__Consigne 1__
Selon l'article sur Lucien Bouchard, où s'est tenue la conférence de presse du docteur Patrick D'Amico ?
__Consigne 2__
Transcrivez, dans l'article sur Lucien Bouchard, tout ce qui va de « Le Québec entier » jusqu'à « Saint-Luc, à Montréal. ».

__Extrait fourni__
※
Bouchard est sauvé
La note était maladroite, difficile à déchiffrer. Une vingtaine de lettres parfois superposées, parfois alignées. Mais elles disaient ce que tout le monde voulait entendre: Lucien Bouchard était bien en vie. Il était sauvé !
Le chirurgien Pierre Ghosn a exhibé devant les représentants des médias la note rédigée péniblement par le chef du Bloc québécois Lucien Bouchard dans son lit de l’hôpital Saint-Luc et qui se lit ainsi : « Qu’on continue… »
Le Québec entier a poussé un grand ouf…
« C’est presque un miracle », a admis le docteur Patrick D’Amico, qui a annoncé la nouvelle lors d’une conférence de presse tenue hier midi à l’auditorium de l’hôpital Saint-Luc, à Montréal.
Celui que tout le monde qualifie de «politicien le plus aimé du Québec » vient de vivre la période la plus difficile de sa vie. La bactérie « mangeuse de chair», appelée plus communément streptocoque bêta hémolytique, a causé la perte de sa jambe gauche et s’est propagée jusqu’à la cage thoracique. Mais les médecins et un fort traitement aux antibiotiques auraient réussi à la stopper avant qu’il ne soit trop tard.
※
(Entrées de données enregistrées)
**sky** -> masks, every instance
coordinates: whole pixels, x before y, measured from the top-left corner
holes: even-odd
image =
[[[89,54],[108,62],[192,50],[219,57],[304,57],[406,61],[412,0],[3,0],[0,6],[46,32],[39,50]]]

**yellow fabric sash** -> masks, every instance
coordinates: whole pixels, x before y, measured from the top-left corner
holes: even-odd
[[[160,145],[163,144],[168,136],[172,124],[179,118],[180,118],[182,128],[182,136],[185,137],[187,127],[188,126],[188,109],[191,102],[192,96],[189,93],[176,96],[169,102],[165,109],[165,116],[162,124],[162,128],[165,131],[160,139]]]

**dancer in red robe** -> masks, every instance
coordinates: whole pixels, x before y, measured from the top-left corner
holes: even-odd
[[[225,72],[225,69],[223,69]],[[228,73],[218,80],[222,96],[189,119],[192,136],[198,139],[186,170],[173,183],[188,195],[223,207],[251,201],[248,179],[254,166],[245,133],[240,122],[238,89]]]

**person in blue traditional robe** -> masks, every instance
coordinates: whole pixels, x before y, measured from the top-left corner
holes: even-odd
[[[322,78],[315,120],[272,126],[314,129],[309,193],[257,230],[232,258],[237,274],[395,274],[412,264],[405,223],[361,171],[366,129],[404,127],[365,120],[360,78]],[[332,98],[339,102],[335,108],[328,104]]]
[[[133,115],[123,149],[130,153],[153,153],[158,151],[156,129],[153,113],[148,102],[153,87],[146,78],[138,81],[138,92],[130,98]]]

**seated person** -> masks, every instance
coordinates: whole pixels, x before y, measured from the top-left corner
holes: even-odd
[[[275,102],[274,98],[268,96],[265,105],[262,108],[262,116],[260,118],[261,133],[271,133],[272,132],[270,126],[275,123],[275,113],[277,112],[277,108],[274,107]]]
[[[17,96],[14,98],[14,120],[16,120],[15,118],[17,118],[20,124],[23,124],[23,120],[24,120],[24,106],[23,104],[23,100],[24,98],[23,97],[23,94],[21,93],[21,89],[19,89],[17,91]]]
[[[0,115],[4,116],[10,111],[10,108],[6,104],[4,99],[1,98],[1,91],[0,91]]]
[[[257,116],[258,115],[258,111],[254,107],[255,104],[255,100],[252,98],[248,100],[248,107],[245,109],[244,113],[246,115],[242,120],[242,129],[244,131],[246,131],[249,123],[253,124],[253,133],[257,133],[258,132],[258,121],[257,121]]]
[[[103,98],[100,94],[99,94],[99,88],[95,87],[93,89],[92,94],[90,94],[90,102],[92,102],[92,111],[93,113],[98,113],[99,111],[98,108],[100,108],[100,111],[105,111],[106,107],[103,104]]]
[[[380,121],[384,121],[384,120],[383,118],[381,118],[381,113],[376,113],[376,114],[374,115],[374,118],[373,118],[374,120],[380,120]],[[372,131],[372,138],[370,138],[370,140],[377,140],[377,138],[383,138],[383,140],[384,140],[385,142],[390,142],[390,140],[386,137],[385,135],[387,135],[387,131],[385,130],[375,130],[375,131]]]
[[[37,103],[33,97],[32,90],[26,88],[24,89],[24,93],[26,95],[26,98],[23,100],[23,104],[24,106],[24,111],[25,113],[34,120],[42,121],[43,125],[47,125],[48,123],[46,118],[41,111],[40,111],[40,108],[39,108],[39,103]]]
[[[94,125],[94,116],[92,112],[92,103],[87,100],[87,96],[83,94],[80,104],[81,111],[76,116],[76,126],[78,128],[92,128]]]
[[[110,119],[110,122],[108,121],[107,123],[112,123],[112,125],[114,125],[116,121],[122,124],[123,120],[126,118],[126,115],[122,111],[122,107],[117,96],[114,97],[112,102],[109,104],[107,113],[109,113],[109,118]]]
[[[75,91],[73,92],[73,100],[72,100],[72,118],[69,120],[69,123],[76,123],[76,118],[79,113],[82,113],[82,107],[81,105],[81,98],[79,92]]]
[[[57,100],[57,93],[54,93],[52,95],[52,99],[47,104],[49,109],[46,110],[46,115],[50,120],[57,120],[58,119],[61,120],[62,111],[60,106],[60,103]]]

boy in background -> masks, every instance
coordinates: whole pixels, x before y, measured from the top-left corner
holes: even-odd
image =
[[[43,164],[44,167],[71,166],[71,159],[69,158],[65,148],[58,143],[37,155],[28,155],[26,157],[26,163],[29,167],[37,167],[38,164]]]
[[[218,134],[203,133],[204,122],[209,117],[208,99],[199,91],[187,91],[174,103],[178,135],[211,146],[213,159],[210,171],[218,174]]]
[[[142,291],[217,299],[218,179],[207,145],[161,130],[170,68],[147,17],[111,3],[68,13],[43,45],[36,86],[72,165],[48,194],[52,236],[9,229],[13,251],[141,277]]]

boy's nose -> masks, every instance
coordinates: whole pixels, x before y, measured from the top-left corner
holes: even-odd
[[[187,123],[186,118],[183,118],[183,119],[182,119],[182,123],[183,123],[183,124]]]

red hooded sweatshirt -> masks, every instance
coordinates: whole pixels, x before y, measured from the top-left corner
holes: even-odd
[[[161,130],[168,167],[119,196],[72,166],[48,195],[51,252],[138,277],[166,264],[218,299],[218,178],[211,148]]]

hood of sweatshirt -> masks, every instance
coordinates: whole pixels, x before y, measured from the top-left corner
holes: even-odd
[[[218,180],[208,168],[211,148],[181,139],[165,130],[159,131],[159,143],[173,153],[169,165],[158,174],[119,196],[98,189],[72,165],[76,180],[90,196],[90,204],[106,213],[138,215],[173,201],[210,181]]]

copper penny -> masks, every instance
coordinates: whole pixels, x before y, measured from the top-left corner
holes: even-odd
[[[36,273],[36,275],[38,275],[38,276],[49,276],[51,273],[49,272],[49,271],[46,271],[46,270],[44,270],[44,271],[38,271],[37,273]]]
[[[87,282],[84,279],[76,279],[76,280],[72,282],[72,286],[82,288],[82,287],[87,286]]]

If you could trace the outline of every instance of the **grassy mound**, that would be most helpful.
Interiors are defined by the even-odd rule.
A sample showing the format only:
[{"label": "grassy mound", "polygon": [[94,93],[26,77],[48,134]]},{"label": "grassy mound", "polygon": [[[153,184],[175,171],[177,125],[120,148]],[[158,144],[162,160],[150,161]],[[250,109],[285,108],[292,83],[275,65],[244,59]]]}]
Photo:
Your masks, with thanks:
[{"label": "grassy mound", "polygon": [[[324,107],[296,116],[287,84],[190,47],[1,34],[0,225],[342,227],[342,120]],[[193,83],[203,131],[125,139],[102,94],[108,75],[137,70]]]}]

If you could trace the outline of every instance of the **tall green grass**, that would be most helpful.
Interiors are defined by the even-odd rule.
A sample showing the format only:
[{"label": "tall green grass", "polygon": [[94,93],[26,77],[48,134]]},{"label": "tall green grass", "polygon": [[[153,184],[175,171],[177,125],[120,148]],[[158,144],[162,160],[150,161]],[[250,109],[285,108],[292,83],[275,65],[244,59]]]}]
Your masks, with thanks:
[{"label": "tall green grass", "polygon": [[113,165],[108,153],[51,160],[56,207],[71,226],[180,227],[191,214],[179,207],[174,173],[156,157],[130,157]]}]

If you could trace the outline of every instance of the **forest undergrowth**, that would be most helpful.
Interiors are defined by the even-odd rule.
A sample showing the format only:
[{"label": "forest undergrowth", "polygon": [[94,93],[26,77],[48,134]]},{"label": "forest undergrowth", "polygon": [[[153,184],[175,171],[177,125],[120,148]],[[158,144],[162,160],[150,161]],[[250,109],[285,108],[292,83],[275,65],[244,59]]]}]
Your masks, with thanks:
※
__Zone de réponse 1__
À l'auditorium de l'hôpital Saint-Luc, à Montréal.

__Zone de réponse 2__
Le Québec entier a poussé un grand ouf…
« C’est presque un miracle », a admis le docteur Patrick D’Amico, qui a annoncé la nouvelle lors d’une conférence de presse tenue hier midi à l’auditorium de l’hôpital Saint-Luc, à Montréal.